● **Named-object pointing records**
>>>>>
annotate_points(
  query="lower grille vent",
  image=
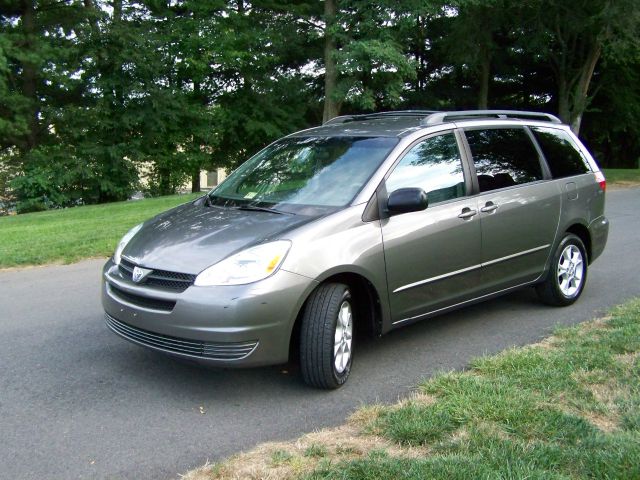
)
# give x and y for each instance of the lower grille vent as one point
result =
(214, 351)
(144, 302)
<<<<<
● **TASK INSTRUCTIONS**
Without the pictures, write out all of the material exactly.

● **ANSWER IN FULL**
annotate_points(
  query="lower grille vent",
  image=
)
# give x and y for each instance of the lower grille vent as one point
result =
(214, 351)
(144, 302)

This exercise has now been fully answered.